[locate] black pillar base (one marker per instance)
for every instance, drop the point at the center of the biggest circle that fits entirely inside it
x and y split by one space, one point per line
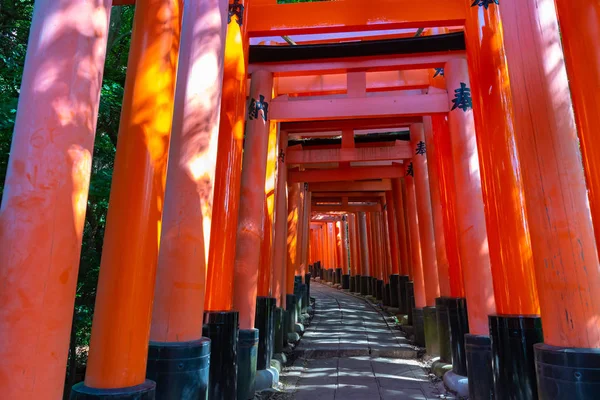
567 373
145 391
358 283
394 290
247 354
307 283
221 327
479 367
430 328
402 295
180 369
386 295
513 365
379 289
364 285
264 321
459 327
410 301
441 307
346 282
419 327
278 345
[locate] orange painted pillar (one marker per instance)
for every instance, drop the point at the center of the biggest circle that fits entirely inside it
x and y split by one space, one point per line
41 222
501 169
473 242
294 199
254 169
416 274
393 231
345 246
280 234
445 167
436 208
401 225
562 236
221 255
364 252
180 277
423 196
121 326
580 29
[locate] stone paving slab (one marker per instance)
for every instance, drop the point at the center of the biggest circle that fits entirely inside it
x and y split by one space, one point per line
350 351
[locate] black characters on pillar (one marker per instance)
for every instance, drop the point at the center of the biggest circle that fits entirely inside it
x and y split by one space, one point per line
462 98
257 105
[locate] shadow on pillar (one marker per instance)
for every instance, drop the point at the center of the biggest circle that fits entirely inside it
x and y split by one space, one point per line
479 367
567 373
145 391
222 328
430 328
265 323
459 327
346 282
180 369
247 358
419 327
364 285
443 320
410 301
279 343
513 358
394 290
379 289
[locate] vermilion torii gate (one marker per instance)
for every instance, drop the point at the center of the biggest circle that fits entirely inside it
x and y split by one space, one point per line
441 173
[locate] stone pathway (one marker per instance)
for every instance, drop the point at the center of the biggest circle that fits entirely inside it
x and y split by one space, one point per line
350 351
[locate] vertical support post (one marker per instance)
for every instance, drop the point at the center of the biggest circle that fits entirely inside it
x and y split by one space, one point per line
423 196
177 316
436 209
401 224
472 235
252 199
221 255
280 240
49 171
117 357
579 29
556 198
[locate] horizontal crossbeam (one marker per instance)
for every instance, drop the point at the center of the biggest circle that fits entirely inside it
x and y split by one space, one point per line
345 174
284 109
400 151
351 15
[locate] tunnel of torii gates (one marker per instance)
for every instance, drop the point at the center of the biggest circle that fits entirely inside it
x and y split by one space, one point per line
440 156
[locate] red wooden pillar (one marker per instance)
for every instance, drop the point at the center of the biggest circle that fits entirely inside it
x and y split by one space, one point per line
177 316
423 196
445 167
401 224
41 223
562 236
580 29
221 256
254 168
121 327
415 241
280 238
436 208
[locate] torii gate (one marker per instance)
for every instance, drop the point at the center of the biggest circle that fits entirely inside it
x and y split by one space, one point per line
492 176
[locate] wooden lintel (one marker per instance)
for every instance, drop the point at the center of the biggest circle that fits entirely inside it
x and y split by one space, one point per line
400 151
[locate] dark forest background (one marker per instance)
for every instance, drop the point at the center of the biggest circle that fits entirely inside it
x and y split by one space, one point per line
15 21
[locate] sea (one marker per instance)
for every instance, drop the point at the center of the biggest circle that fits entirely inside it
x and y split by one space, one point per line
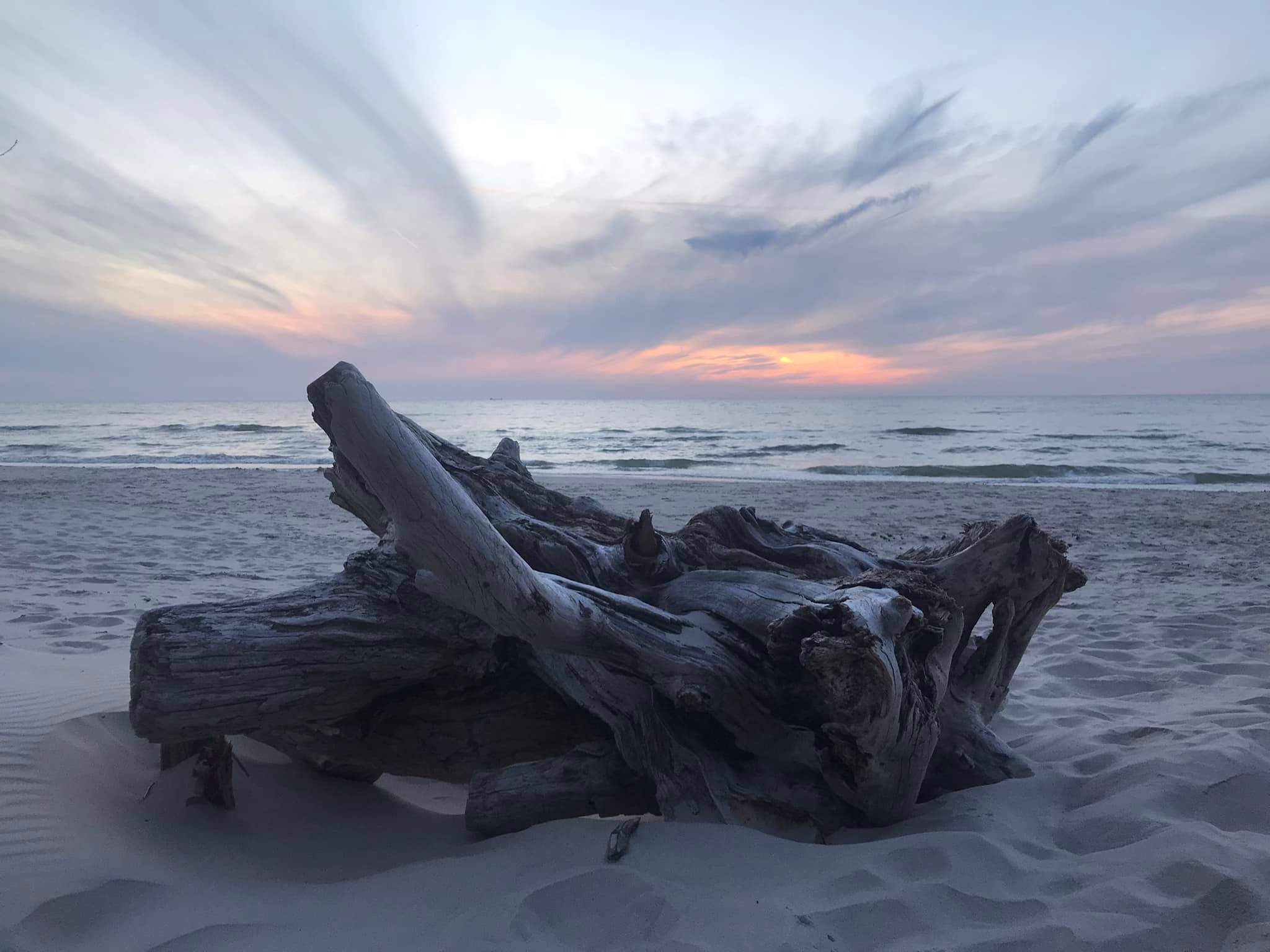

[Exercise objective]: Word for word, reproduce all of the entries above and omit the pictures.

[Reply]:
[locate] black pillar base (one marker per instance)
for every instance, drop the point at the center of the biggest circle that fits entirely inside it
x and y split by one space, one point per line
567 373
145 391
358 283
394 290
247 354
307 283
221 327
479 367
430 328
402 295
180 369
386 295
513 365
379 289
364 285
264 321
459 327
410 301
441 307
346 282
419 327
278 345
[locate] orange painted pillar (one marker per instance)
for every instance, drop the point at the center of the biggest circle that fits entirely inside it
x and y split by one space, one point per line
41 222
501 169
473 242
294 199
254 169
416 274
393 231
345 246
280 234
445 167
436 208
401 225
562 236
221 255
364 252
180 277
423 196
121 326
580 29
[locate] stone paving slab (one marker per instance)
for every instance, drop the point at the center of the biggest circle that fits entirely inside it
x and y split by one space, one point per line
350 351
[locate] black characters on pillar (one marker per instance)
for every instance, drop the point at the center of the biggest circle that fits entirely inside it
x and y split by one space, one point per line
462 98
257 105
[locate] shadow on pillar (one marker per instance)
for every instance, drop the point at the center of the biggest circle that fits entirely inside it
x and y split by one space, one point per line
479 367
567 373
145 391
222 328
430 328
265 323
459 327
346 282
180 369
247 358
419 327
364 285
443 320
410 301
279 343
513 358
394 290
379 289
[locate] vermilion torii gate (one marker per instance)
for every instance, drop the point at the center of the biggest circle that fits entirely inside it
x and y split by one space, one point per line
441 173
[locate] stone pathway (one marker per instance)
for every instance, drop the point at the center of the biggest circle that fits entirely inside it
x and y split by one space, one point per line
350 351
[locate] vertical support post (one marker per instance)
for every instance, drop the point at the center of the biggest circle that fits entirely inside it
x and y split by one space, one point per line
423 196
177 316
436 209
401 224
472 235
252 199
221 255
280 240
49 171
117 357
579 29
556 198
[locate] horizontal crossbeam (one marker per instance)
for every instance, drop the point at the center of the biggest circle that fits entirely inside it
x and y split by one space, one point per line
345 174
284 109
400 151
351 15
[locate] tunnel of torii gates (one marker per instance)
for every instance, drop the point at the center of the biggest circle that fits entirely inside it
x and y split by one space, one point per line
440 156
[locate] red wooden pillar (one marker per instance)
for every instance, drop the point at the center of the biggest circle that fits entirely inside it
x and y split by one space, one point per line
177 316
423 196
445 167
401 224
41 223
562 236
580 29
221 256
254 168
121 327
415 241
280 238
436 208
[locate] torii gate (one marker per instance)
for every instance, drop the point at the center of the biggest circle that fits entirely inside it
x and y split by one space, one point per line
492 176
[locate] wooden lintel (one marker per instance)
for every instance, drop the point at the center of the biggest circle that fits entirely inside it
x and y split by one space, one point per line
400 151
[locate] dark forest background (one marker per instance)
for every instance, drop the point at the center of the biggest circle that fits entirely inside it
x and y split by one space, one point per line
15 21
[locate] sea (one marker per instance)
for every instance, drop the point at the center of the biggest circle that fits entirely inside it
x and y split by one space, one point per line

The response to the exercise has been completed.